== Problems to solve ==
[1] Rewrite the part of the post on Condorcet-IRV hybrids between "That's strange, because" and "ordinary Condorcet methods.", inclusive, putting "paper on strategic voting" in place of "voting strategy paper".
[2] Name every person mentioned in the post on Condorcet-IRV hybrids.
[3] Carry the post on Condorcet-IRV hybrids forward from its last sentence.

== Extract ==
________________________
[EM] Condorcet IRV Hybrid

Kristofer Munsterhjelm km_elmet at lavabit.com
Fri Apr 5 14:43:21 PDT 2013


On 04/05/2013 09:37 PM, Forest Simmons wrote:

> The following observation about Condorcet IRV Hybrids has probably
> already been made (but I have been gone for a while):
>
> These hybrids have no good defense against burying.  For example
>
> Sincere  ballots:
>
> 40  A>C
> 35  B>C
> 25  C>A
>
> If the A faction decides to bury C, there is nothing the C faction can
> do about it unilaterally. They have to depend on the willingness of the
> B faction to elevate their compromise over favorite.

That's strange, because one of the points of James Green-Armytage in his 
voting strategy paper was that the Condorcet-IRV hybrids were 
significantly less prone to burying than ordinary Condorcet methods. 
Quoting,

"All Condorcet-efficient methods are vulnerable to burying, but this 
vulnerability seems to be substantially less frequent in the 
Condorcet-Hare hybrids than in most other Condorcet methods. The reason 
for this is that voters who prefer q to w will already have ranked q 
ahead of w, so that further burying w will not affect w's plurality 
score unless q has already been eliminated."
________________________
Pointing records
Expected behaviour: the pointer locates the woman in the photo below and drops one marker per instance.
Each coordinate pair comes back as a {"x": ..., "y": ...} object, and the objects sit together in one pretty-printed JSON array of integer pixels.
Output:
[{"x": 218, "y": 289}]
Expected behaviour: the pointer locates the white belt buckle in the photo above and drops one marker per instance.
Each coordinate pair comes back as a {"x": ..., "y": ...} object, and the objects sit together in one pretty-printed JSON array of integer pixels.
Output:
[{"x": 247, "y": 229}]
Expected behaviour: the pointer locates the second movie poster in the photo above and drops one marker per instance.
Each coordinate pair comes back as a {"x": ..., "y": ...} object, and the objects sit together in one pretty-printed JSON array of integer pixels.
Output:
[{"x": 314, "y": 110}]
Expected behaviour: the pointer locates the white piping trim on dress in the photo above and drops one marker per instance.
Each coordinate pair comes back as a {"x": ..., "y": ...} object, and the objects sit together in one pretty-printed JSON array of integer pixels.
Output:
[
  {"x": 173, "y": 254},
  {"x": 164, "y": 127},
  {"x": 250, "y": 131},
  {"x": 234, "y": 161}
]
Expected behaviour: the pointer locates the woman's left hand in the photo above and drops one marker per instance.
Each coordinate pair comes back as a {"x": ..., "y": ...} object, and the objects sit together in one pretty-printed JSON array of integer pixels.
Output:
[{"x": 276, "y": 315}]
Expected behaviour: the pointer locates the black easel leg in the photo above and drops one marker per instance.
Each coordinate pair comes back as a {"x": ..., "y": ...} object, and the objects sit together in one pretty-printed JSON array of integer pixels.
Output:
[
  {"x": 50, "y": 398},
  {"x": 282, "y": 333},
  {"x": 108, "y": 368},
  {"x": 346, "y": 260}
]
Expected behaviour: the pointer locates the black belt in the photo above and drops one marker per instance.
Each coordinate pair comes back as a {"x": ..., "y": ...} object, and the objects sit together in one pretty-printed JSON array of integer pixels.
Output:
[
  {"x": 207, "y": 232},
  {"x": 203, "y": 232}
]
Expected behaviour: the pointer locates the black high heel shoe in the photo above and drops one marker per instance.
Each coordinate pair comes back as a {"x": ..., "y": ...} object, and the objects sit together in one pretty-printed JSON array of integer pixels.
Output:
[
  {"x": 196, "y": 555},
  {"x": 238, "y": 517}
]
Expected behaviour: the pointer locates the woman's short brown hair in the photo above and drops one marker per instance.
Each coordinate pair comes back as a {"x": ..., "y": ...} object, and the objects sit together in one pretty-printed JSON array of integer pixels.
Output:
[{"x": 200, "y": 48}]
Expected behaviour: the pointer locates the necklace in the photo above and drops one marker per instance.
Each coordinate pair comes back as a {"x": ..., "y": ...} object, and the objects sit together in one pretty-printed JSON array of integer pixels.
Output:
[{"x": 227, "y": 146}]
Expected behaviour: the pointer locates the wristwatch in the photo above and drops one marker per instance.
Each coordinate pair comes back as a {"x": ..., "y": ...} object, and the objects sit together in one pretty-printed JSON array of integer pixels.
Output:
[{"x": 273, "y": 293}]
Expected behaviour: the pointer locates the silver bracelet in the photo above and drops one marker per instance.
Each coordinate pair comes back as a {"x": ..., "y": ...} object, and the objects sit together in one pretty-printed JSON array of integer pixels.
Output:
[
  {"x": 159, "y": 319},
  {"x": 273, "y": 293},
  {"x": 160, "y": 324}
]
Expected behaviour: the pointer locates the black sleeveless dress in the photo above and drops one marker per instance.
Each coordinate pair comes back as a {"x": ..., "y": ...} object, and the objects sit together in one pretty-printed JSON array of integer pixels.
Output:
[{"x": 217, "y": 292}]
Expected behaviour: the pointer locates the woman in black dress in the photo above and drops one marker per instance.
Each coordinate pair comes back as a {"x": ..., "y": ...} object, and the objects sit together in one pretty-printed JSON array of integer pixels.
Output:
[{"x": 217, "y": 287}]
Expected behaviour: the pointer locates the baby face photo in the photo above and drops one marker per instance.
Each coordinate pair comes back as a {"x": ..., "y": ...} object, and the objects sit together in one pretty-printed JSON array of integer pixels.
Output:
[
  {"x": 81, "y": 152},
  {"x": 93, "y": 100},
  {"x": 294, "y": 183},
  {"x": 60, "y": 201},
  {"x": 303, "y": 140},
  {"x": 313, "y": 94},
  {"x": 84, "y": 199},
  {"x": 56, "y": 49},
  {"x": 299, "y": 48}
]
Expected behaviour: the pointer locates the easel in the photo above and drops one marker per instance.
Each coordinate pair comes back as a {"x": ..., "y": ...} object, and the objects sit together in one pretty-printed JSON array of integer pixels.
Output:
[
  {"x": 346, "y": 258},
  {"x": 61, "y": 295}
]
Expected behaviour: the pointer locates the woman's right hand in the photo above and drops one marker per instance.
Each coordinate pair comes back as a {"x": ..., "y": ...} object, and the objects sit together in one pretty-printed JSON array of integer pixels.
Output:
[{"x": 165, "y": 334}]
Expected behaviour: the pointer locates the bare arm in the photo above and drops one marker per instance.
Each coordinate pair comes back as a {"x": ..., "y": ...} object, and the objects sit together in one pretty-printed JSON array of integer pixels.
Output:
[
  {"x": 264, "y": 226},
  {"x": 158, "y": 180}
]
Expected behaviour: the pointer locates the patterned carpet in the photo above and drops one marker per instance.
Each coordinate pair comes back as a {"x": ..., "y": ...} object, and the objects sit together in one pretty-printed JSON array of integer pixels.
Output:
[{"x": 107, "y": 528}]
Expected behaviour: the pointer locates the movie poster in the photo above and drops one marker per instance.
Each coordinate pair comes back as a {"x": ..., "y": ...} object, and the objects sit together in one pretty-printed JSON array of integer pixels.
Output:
________________________
== Answers provided ==
[1]
That's strange, because one of the points of James Green-Armytage in his 
paper on strategic voting was that the Condorcet-IRV hybrids were 
significantly less prone to burying than ordinary Condorcet methods.

[2] Kristofer Munsterhjelm, Forest Simmons, James Green-Armytage

[3]
("Four Condorcet-Hare Hybrid Methods for Single-Winner Elections", 
http://www.econ.ucsb.edu/~armytage/hybrids.pdf, p. 8)

Or are we talking about different things? Perhaps C/IRV methods are less 
vulnerable to burying in the first place, but when they are, it's harder 
to employ defensive strategy to correct the burial?

-

Also, I seem to recall that Uncovered,X is generally more susceptible to 
burial than is X for various types of X, unless X is already rather 
susceptible to burial. It might be interesting to run a JGA type 
analysis on your "eliminate until covering" method, and compare to the 
Smith-IRV methods.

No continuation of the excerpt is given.